§ Named-object pointing records:
┄┄┄┄┄┄┄┄┄┄

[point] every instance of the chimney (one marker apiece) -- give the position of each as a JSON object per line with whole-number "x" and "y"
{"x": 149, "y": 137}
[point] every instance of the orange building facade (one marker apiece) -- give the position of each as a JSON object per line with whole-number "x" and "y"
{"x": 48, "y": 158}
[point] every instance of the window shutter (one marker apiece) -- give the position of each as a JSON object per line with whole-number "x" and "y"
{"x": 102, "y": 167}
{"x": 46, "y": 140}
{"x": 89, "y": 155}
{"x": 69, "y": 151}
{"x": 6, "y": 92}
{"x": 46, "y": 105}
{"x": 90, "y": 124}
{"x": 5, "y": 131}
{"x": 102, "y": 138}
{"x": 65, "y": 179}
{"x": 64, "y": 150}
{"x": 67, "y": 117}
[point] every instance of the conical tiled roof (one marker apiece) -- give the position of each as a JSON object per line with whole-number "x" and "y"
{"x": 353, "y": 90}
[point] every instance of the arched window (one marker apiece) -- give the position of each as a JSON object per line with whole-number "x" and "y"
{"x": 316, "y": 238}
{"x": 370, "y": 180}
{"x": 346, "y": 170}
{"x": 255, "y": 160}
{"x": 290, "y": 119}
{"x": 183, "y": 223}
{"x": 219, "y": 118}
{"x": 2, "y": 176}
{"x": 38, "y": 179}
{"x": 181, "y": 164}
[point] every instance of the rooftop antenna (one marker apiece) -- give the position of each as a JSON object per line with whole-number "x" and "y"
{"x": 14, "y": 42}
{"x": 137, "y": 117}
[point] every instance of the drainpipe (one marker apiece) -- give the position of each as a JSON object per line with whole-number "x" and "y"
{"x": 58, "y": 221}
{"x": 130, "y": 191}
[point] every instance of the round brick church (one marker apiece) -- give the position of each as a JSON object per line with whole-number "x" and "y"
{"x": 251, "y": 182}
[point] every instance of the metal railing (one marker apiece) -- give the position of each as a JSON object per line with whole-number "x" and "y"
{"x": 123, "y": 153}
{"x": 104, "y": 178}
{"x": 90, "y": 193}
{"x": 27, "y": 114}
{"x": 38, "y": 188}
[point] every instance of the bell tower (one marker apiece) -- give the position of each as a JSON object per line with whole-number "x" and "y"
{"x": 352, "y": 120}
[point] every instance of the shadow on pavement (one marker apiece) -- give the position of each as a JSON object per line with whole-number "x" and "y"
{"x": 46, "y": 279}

┄┄┄┄┄┄┄┄┄┄

§ Challenge: Extract all of the data exactly as written.

§ Written response:
[point] every instance of the chimney (one marker apiece) -- give the position of each as a JSON object per line with whole-number "x" and "y"
{"x": 149, "y": 137}
[point] every instance of the orange building facade (one marker apiece) -- give the position of each as a JSON object per line with whole-number "x" and "y"
{"x": 48, "y": 158}
[point] every instance of the window shutter (one marker apiece) -- give the position of each as a JSON object per line with whole-number "x" and "y"
{"x": 102, "y": 167}
{"x": 46, "y": 140}
{"x": 89, "y": 155}
{"x": 69, "y": 151}
{"x": 6, "y": 92}
{"x": 46, "y": 105}
{"x": 90, "y": 124}
{"x": 5, "y": 131}
{"x": 102, "y": 138}
{"x": 65, "y": 179}
{"x": 64, "y": 150}
{"x": 67, "y": 117}
[point] every instance of the conical tiled roof (one marker apiece) -- give the position of each as a JSON object per line with whole-number "x" and "y"
{"x": 353, "y": 90}
[point] every instance of the arched window (one marker apiece) -- give the position of each as a JSON object per line with whole-number "x" and "y"
{"x": 316, "y": 238}
{"x": 370, "y": 180}
{"x": 346, "y": 170}
{"x": 255, "y": 160}
{"x": 290, "y": 119}
{"x": 183, "y": 223}
{"x": 219, "y": 118}
{"x": 2, "y": 176}
{"x": 38, "y": 179}
{"x": 181, "y": 164}
[point] every instance of the rooftop antenna (one marker apiece) -- give the position of each as a JSON object per line with whole-number "x" and "y"
{"x": 14, "y": 42}
{"x": 137, "y": 117}
[point] every instance of the drainpipe (one marker apiece) -- give the position of each as a JSON object per line with whole-number "x" and "y"
{"x": 58, "y": 221}
{"x": 130, "y": 191}
[point] every instance of the round brick church (one marker apiece) -- give the position of each as a JSON object per line with whole-number "x" and "y"
{"x": 251, "y": 182}
[point] every instance of the metal railing (one marker apiece) -- give the position of each as a JSON object per line with whole-number "x" and "y"
{"x": 123, "y": 153}
{"x": 104, "y": 178}
{"x": 90, "y": 193}
{"x": 27, "y": 114}
{"x": 38, "y": 188}
[point] every instance of the bell tower (one marker apiece) -- give the position of each as a JSON object per line with whole-number "x" and "y"
{"x": 352, "y": 120}
[point] every instance of the shadow on pavement (one marker apiece) -- give the position of each as a JSON object per line with whole-number "x" and "y"
{"x": 46, "y": 279}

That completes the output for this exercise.